## Problem requirements
Give the data again exactly, without images.

** Data excerpts follows **

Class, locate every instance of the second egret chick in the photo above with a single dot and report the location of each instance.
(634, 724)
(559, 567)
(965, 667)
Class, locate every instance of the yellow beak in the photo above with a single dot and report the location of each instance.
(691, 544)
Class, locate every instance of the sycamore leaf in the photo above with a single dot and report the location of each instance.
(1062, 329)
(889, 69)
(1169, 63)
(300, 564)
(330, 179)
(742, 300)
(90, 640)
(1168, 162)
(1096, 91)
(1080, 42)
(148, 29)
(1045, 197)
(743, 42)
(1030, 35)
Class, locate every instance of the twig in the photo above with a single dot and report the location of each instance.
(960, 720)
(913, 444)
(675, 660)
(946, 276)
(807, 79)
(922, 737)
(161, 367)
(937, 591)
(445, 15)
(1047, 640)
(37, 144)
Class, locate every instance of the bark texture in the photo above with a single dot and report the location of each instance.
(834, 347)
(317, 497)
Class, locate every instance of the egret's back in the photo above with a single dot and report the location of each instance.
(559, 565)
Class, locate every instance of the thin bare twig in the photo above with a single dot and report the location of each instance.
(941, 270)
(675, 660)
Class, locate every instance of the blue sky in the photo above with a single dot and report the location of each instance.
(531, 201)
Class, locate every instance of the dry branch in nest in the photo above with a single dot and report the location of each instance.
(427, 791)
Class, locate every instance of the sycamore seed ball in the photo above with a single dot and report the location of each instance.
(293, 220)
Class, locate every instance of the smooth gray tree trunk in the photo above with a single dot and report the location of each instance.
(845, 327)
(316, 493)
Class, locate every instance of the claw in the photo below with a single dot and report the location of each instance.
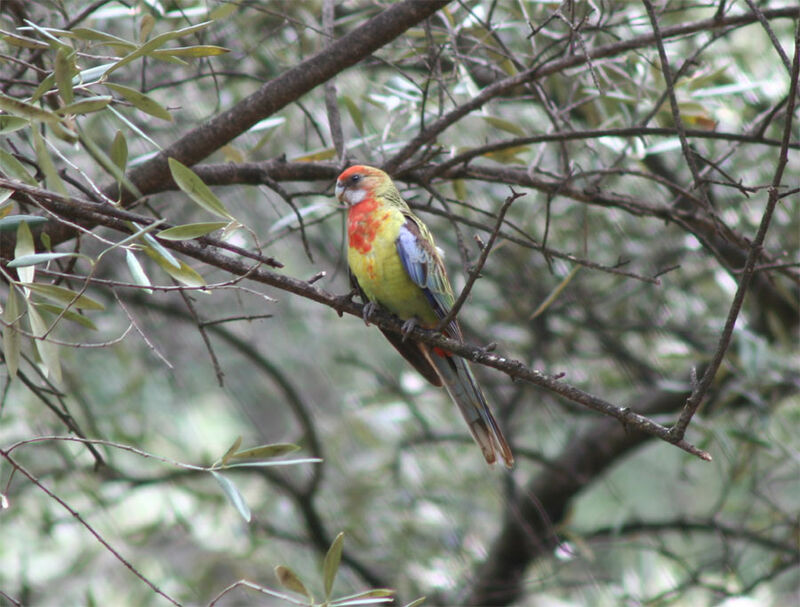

** End of Data excerpts **

## Your solution
Class, locate every instance of the second egret chick in the photo above with a single dot and report the location of each instance.
(634, 724)
(559, 567)
(965, 667)
Class, locate every instance of the yellow beak in the photo above with a single dot and report the location of each instance.
(691, 544)
Class, locate every instance of the sycamore leaf in the photo above with a single dot and report the location of each instance.
(1062, 329)
(889, 69)
(1169, 63)
(300, 564)
(330, 179)
(742, 300)
(90, 640)
(1168, 162)
(1096, 91)
(1080, 42)
(148, 29)
(1045, 197)
(743, 42)
(1030, 35)
Class, locate every instance of the twig in the photo above with a single dot and report the location of each instance.
(960, 720)
(913, 444)
(675, 660)
(946, 276)
(807, 79)
(922, 737)
(161, 367)
(937, 591)
(445, 15)
(1047, 640)
(37, 144)
Class, locate every instance of the bark texture in the photo above with a single dot and report the location of each instance.
(834, 347)
(317, 497)
Class, locate every instance of the egret's back in the photo above with a single dot and report the location of each instance.
(559, 565)
Class, locate every instance of the thin bare twig in the photo above with a single dot and report the location of each instance.
(941, 270)
(675, 660)
Class, locate every instance of the blue sky in the photo above with a single dot and report the location of each instance.
(531, 201)
Class, locate every instance of the dry branch in nest in the photo above with a single dot and report the location of each instance.
(427, 791)
Class, locate every instance of the sycamore seed ball in the photo above with a single dot and report the location of each instance.
(293, 220)
Class, locate every instance of the smooth gray tree trunk in the photo above with a single dot and report the location of each instance.
(845, 327)
(316, 493)
Class, locate every instance of the claw in the photo below with a single dot and report the location of each instance.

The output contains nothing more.